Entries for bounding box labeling
....

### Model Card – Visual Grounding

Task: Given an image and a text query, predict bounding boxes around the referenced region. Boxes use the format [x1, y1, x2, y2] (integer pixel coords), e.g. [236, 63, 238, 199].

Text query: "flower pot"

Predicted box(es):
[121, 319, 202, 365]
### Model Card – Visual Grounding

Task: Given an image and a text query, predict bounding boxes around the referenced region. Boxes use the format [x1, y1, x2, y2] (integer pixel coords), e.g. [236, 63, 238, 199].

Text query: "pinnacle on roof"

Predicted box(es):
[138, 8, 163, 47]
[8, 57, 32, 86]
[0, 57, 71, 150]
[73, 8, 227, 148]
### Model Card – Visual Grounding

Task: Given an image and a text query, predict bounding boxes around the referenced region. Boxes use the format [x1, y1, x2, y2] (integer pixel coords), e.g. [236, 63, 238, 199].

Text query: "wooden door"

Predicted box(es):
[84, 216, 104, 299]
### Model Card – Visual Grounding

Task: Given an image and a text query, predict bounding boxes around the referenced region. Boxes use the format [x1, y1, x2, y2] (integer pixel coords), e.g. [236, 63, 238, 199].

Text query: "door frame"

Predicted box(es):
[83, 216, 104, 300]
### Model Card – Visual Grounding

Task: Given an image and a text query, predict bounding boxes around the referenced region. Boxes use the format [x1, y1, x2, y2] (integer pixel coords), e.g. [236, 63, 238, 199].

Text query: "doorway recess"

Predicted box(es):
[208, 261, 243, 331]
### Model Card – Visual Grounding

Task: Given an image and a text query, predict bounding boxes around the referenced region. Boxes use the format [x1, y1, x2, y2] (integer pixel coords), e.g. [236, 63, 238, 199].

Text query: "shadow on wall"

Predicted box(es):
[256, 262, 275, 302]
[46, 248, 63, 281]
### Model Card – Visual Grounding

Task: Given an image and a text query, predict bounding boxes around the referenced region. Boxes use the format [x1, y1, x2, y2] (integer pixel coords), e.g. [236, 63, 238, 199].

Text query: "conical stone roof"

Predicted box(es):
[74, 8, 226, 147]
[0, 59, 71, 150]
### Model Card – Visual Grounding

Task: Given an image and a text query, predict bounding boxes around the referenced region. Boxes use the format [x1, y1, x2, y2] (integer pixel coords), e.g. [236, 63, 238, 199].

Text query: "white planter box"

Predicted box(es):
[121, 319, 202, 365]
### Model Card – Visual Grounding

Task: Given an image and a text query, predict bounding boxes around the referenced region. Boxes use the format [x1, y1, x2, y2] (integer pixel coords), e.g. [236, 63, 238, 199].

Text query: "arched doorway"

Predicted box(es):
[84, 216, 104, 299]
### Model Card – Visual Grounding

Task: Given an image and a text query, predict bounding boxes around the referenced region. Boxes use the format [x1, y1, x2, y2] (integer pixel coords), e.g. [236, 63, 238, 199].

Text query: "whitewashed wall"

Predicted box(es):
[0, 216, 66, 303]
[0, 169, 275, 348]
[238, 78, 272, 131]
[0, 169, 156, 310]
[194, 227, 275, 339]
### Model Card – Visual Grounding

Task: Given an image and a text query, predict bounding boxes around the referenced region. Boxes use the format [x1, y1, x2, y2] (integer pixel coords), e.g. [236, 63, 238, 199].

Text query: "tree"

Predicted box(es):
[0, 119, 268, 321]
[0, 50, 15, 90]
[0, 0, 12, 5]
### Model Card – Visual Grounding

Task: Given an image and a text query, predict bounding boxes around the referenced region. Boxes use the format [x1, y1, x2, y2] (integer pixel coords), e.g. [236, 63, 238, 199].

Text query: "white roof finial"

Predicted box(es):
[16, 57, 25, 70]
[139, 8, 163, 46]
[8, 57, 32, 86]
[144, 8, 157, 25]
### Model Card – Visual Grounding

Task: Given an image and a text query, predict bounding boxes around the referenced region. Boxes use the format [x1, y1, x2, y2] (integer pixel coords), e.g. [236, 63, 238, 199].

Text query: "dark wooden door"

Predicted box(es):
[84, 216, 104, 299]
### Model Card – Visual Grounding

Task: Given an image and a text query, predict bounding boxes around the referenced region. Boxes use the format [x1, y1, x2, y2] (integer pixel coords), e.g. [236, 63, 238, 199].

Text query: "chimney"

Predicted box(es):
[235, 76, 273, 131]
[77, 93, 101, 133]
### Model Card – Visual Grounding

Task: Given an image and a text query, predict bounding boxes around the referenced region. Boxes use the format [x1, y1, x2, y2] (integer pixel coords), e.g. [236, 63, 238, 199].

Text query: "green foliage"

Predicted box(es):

....

Task requirements: Copy the items from the beginning through the line containing "[83, 216, 104, 300]", swapping every "Predicted box(es)" for "Output box(es)" and leaving everything else unchanged.

Solution for this problem:
### Model Card – Visual Grounding

Task: Given an image and a text query, predict bounding boxes around the referenced region. Boxes use the format [x1, y1, x2, y2] (integer pixel coords), e.g. [236, 63, 238, 199].

Text query: "flower pot"

Output box(es):
[121, 319, 202, 365]
### Model Card – Visual Grounding

Task: Given an image and a text query, predict bounding boxes around the referenced region. Boxes use the format [x1, y1, x2, y2] (integer pixel coords), e.g. [236, 63, 238, 199].

Text query: "pinnacle on roof"

Output box(es):
[138, 8, 163, 47]
[8, 57, 32, 86]
[0, 57, 71, 150]
[73, 8, 227, 148]
### Model Card – Visual Grounding

Task: Given an image and a text query, predict bounding boxes around the referenced region. Boxes use the format [x1, y1, x2, y2] (integer pixel coords), e.g. [236, 63, 238, 199].

Text query: "wooden door"

Output box(es):
[84, 216, 104, 299]
### Model Card – Visual Grounding

Task: Given an image and a text query, predict bounding boxes around the referenced region. Boxes use the format [x1, y1, x2, y2] (integer pixel coords), e.g. [236, 63, 238, 199].

Text query: "door frame"

Output box(es):
[83, 216, 104, 300]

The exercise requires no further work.